Task details: Beginning at the line that contains "of the pink", reproduce every line to the end of the material without changing any of them.

[Location identification items]
<<<<

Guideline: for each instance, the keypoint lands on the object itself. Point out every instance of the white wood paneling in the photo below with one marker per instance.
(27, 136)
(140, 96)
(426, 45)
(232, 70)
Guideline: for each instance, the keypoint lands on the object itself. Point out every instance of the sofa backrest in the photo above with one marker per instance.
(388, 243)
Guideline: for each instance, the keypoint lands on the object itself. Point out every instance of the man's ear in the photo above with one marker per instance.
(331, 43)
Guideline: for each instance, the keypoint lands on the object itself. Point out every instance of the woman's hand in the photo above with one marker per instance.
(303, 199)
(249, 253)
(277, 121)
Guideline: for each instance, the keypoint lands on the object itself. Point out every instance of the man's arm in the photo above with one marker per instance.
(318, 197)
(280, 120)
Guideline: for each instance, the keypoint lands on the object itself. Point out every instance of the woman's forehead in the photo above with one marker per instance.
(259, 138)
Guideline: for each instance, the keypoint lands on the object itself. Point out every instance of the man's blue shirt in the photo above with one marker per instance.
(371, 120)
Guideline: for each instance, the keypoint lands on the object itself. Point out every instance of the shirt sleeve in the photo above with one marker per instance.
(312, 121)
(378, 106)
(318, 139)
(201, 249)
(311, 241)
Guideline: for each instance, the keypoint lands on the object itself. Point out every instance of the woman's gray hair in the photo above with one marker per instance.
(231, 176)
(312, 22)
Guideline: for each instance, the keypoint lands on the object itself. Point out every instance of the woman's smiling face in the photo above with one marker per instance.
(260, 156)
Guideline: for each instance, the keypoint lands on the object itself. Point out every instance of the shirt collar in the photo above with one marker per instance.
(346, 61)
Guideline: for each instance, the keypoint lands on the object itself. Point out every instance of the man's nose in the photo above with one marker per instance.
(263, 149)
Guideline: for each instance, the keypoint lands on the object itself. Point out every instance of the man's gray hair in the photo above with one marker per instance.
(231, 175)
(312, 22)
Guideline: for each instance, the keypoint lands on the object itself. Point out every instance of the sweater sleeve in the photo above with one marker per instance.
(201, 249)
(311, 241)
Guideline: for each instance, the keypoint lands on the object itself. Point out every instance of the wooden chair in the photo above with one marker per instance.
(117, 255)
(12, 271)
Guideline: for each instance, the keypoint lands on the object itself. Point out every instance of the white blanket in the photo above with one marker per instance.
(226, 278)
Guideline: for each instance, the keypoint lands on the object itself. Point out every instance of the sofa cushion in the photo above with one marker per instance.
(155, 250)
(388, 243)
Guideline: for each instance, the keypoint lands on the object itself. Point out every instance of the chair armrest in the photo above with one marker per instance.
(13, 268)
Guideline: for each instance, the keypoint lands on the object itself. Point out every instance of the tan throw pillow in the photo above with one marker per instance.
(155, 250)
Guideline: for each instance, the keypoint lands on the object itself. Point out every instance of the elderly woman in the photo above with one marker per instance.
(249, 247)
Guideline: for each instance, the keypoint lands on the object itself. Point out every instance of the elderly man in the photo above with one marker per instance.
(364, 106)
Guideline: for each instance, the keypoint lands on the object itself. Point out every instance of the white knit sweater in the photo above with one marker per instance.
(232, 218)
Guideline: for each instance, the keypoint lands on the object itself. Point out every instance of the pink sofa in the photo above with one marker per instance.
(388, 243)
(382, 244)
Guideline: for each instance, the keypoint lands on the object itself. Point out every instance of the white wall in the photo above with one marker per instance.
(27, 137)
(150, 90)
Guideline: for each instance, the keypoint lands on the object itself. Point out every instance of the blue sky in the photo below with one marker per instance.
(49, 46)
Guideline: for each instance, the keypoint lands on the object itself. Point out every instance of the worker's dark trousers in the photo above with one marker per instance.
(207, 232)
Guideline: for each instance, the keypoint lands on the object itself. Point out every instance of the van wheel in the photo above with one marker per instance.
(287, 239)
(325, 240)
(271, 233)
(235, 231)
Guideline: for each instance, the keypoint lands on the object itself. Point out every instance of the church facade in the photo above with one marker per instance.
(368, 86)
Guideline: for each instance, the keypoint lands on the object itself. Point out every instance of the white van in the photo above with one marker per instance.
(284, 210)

>>>>

Exercise solution:
Guideline: for each instance, the keypoint lands on the object itself. Point out every instance of the pink sofa in the photo above with one marker per instance.
(388, 243)
(382, 244)
Guideline: for each instance, the keypoint lands on the object itself. Point out every instance of the white wall in the photo above with one marker per instance.
(27, 137)
(150, 90)
Guideline: for each instance, the keypoint lands on the object itself. Point out every instance of the blue sky in the photo below with one marker per instance.
(49, 46)
Guideline: for each instance, the keypoint lands on the object itself. Point out every instance of the worker's dark trousers in the photo above with one marker per instance.
(207, 232)
Guideline: for each instance, the keypoint lands on the object itself. Point out every instance of the van wheel in the photo above with one marker per instance.
(287, 239)
(325, 240)
(271, 233)
(235, 231)
Guideline: for each instance, the keypoint lands on the object itself. Point out every instance of the church facade in the photo above with one marker per instance.
(368, 86)
Guideline: for each instance, the keypoint lands on the object itself. Point out every instance of the white van in the photo above with one marker per instance.
(284, 210)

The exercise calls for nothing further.